Requirement ::
Print the entries below word for word, leaving every line unchanged.

Data shown ::
****************************************
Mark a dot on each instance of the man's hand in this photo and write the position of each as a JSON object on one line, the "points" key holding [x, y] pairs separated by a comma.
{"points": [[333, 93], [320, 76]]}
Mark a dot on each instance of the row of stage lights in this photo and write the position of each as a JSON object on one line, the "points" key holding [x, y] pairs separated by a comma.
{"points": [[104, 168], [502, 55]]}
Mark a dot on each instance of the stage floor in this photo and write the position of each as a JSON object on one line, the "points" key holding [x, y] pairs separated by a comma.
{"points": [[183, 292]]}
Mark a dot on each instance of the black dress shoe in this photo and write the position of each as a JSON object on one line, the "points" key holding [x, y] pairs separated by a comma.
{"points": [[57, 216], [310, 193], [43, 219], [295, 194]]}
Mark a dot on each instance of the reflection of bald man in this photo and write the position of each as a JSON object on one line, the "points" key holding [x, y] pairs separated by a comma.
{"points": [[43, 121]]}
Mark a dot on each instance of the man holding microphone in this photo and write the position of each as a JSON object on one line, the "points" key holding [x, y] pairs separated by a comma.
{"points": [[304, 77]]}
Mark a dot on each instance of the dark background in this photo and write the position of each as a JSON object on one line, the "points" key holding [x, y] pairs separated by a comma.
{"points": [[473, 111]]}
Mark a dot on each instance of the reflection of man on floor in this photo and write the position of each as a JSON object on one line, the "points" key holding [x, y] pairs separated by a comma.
****************************************
Worked solution ::
Mark a dot on each instance of the man's hand in this photo and write the position of each as a JSON object on one line, the "points" key holding [x, y] pairs separated by a comma.
{"points": [[333, 93], [320, 76]]}
Mark a dot on each instance of the row of stage lights in this photo and write the position of each as a JSON object on one line, the "points" key holding [x, y] pairs separated by a comma.
{"points": [[104, 168], [502, 55]]}
Mark a dot on each instance of the stage floor in this photo and write the position of each as a JSON object on one line, the "points" key holding [x, y] pairs separated by a comma.
{"points": [[183, 292]]}
Mark a dot on each instance of the black dress shoe in this photo and write the position of each as a JSON object on one line, the "points" key holding [x, y] pairs separated by a comma.
{"points": [[57, 216], [310, 193], [43, 219], [295, 194]]}
Mark a dot on each instance of the reflection of bald man in this photo and write the position of each as a JSON object on one line, the "points" key holding [x, y] pairs separated by a comma.
{"points": [[43, 121]]}
Mark a dot on each instance of the man holding microphone in this photo and write the position of each as a JSON object on one line, the "points" key holding [x, y] pairs separated by a comma.
{"points": [[304, 77]]}
Mark a dot on each instance of the dark background in this photo and write the position of each as a JSON object on one line, the "points" key holding [x, y] pairs separated by a comma.
{"points": [[473, 111]]}
Mark a dot on each instance of the reflection of man on floor in this photo and write the position of each as a JSON object on one line, the "points" key holding [x, y] pairs separated by a comma.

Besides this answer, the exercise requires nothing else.